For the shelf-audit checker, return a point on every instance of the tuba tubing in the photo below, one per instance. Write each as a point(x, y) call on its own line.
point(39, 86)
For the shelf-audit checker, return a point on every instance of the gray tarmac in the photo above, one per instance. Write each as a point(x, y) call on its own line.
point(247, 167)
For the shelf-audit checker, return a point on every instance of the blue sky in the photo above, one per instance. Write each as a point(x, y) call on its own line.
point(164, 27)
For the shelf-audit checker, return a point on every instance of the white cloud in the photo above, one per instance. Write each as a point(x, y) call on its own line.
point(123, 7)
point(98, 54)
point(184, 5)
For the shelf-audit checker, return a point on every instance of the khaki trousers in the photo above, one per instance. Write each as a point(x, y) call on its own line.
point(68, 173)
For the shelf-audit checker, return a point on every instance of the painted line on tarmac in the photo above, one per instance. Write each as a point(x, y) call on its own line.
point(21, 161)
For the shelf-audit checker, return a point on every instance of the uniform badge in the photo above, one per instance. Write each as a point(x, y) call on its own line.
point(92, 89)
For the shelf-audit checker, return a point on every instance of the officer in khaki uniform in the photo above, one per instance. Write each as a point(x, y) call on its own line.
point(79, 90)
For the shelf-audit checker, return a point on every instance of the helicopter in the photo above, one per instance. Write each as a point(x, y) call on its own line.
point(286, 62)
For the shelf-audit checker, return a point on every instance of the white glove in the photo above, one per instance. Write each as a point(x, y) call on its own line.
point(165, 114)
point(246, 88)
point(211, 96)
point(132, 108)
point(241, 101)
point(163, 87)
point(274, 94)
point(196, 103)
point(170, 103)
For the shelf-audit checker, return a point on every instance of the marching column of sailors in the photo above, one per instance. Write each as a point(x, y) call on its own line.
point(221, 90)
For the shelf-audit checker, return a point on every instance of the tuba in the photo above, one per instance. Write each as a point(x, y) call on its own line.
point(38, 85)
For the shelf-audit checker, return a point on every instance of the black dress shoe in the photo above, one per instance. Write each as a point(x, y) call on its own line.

What to produce: Would you copy out all the entries above without changing a single character?

Task output:
For the shelf-audit checker, return a point on every instance of the tuba tubing in the photo below, one per instance. Write each as a point(x, y) call on its own line.
point(39, 86)
For the shelf-audit checker, return a point on every instance of the gray tarmac in the photo above, one per instance. Write each as a point(x, y) call on its own line.
point(247, 167)
For the shelf-audit checker, return a point on every instance of the blue sky in the photo above, one per instance. Write each as a point(x, y) call on its own line.
point(164, 27)
For the shelf-audit checker, return a point on every instance of the white cloud in the photo above, one per instance. Write each as a point(x, y) call on its own line.
point(123, 7)
point(98, 54)
point(184, 5)
For the shelf-audit checker, return a point on every instance of the khaki trousers in the photo above, one per instance. Write each as a point(x, y) call on its own line.
point(68, 173)
For the shelf-audit checker, return a point on every instance of the painted line on tarmac in the photo above, one per instance. Write each as a point(x, y) call on its own line.
point(21, 161)
For the shelf-audit checker, return a point on every instance of the uniform badge in the photo above, one per instance. Write each as a point(x, y) call on its own line.
point(92, 89)
For the shelf-audit checker, return a point on every instance of the officer in khaki uniform in the photo above, one per instance. Write each as a point(x, y) call on its own line.
point(79, 90)
For the shelf-audit checker, return a point on every instance of the helicopter in the photo above, one per instance. Write each as a point(x, y) call on its own line.
point(286, 62)
For the shelf-audit checker, return a point on every instance of the white glove in the photo above, one per instance. Write each as a point(x, y) call on its own line.
point(165, 114)
point(246, 88)
point(211, 96)
point(132, 108)
point(241, 101)
point(163, 87)
point(274, 94)
point(196, 103)
point(170, 103)
For the shelf-audit checker, return a point on every instance of the marching column of sailors in the photo above, one per instance. Write each as a point(x, y) call on its own line.
point(221, 90)
For the shelf-audit checker, return a point on every instance of the tuba in the photo above, one per instance. Write each as a point(x, y) call on its own line.
point(38, 85)
For the shelf-audit checker, return a point on every instance of the black dress shoe in the photo above, one per instance. Write each as a point(x, y) call on its own line.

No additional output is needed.